* Ejercicio propuesto *
Filtra los registros siguientes y copia cada línea que contenga la cadena "thai". Distingue entre mayúsculas y minúsculas.

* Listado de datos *
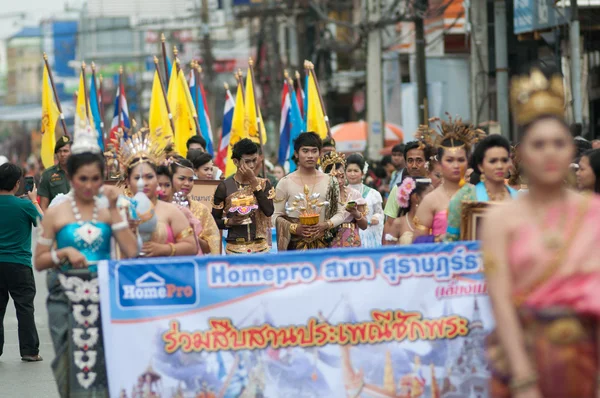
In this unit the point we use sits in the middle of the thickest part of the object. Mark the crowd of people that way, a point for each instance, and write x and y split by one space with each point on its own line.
412 196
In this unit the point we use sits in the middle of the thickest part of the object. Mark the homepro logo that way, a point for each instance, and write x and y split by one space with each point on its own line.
158 285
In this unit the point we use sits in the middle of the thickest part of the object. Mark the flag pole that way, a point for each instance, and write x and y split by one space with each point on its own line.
251 71
166 63
120 104
62 117
87 100
311 69
162 87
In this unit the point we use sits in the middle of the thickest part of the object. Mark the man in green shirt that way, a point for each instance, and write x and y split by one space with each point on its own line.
16 275
54 179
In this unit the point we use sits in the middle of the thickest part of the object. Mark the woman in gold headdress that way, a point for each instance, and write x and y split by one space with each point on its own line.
453 141
138 158
542 261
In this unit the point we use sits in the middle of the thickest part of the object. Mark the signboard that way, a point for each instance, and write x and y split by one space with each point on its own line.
404 321
535 15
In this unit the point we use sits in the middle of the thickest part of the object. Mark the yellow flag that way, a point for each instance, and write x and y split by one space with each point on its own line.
238 130
253 113
80 113
159 117
315 118
182 108
50 115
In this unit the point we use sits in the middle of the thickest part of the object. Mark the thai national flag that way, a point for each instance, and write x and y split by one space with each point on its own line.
284 125
221 158
199 97
124 113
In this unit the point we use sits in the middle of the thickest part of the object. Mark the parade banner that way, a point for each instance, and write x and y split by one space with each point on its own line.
397 321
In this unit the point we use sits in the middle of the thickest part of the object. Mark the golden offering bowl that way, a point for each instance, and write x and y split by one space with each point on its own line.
309 219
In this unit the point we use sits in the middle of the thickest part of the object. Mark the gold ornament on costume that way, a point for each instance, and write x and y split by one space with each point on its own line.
333 158
459 134
534 95
137 146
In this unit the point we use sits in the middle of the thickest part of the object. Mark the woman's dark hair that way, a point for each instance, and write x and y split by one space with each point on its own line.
420 187
164 171
244 147
200 159
74 162
594 158
357 159
10 174
137 161
491 141
177 162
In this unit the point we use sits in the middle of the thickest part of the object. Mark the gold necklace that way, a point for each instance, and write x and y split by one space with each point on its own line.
497 197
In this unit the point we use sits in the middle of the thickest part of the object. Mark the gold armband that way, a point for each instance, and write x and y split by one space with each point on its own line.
184 234
419 226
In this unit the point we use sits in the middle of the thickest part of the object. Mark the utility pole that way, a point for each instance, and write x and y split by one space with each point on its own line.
479 62
501 67
375 118
421 7
574 32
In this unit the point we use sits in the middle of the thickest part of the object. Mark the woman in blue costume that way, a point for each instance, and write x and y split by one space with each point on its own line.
490 162
74 236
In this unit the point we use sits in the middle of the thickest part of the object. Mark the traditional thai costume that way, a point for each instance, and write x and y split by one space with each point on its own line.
256 203
555 274
468 193
371 237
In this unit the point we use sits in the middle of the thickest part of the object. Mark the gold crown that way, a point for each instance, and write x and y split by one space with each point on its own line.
452 130
533 95
137 148
333 158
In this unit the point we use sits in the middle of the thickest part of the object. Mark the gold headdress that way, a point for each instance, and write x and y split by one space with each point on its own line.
533 95
454 131
137 148
333 158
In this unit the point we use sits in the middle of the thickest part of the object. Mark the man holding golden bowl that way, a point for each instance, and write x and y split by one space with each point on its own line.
307 204
243 203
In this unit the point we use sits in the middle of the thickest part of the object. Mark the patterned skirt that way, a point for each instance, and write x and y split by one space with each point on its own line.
562 345
347 236
76 330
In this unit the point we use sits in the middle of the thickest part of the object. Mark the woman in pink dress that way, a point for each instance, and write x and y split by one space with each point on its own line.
542 261
453 141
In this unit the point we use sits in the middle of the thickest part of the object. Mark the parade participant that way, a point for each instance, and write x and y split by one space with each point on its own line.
410 194
203 166
183 181
415 153
490 162
588 174
453 142
139 158
54 179
293 229
542 261
347 234
19 215
74 236
165 183
356 169
243 203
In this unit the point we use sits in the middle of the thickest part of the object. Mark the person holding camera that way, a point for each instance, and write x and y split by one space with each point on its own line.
16 274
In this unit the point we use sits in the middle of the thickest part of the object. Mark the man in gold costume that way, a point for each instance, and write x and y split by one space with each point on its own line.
243 203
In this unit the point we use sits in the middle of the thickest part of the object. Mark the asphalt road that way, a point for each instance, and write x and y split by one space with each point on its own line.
22 379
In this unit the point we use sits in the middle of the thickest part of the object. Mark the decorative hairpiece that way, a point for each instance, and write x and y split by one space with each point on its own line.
85 139
137 146
333 158
534 95
404 191
454 130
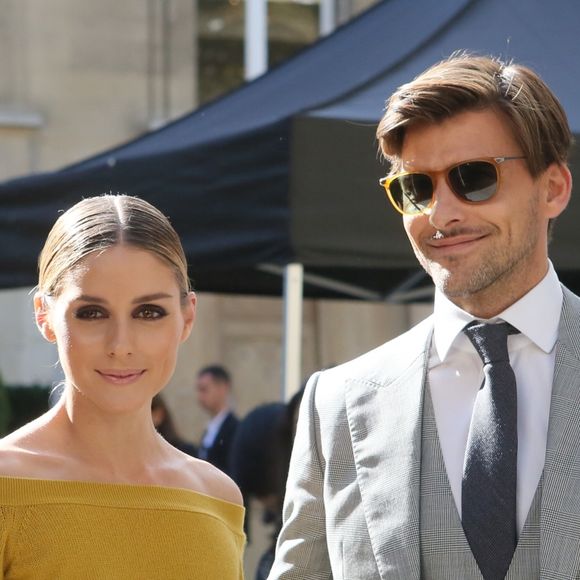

* Respuesta al problema *
In this unit the point we use sits in the middle of the thickest part of the object. Mark the thai national flag that way, a point for each instance, and write x and y split by one space with each point on its own line.
In this unit the point we use sits in the middle of the thickest part of the object. Mark the traditional thai costume that way, a point for each instance, and write x and y split by one space with each point on its own line.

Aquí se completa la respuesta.